## Start DATASET ENTRIES
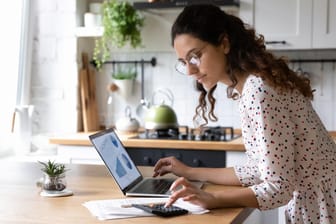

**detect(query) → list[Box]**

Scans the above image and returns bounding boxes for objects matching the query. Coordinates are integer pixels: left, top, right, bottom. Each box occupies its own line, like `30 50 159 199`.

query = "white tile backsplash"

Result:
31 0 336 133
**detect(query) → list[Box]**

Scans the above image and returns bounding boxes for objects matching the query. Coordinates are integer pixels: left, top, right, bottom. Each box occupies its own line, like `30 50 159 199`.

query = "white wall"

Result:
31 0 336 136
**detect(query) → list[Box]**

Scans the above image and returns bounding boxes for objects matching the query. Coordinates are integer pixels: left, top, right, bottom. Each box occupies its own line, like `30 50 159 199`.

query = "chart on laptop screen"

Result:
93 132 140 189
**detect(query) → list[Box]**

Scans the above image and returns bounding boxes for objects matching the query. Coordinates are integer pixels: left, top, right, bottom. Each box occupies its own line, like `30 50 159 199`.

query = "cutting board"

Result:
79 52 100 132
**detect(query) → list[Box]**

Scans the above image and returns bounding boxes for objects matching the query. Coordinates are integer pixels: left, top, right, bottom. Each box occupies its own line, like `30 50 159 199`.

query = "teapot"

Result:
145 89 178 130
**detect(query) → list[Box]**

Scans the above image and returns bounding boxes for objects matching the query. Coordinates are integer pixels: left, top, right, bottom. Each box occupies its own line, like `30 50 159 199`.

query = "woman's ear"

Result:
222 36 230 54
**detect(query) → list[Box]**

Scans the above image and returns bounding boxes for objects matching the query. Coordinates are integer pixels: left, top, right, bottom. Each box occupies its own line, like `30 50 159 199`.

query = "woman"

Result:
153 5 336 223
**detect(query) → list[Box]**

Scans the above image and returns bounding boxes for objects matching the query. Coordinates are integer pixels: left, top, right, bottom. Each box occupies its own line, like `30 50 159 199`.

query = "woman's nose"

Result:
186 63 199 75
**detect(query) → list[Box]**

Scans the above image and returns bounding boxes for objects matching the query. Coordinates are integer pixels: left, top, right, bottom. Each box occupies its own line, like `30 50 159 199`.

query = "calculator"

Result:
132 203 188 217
## End DATASET ENTRIES
GIVEN TASK -> Count the lines in the entries above that contain the word "woman", treating uppercase and lowercase as different, and give only the number.

RESULT FOR THIS TASK -> 3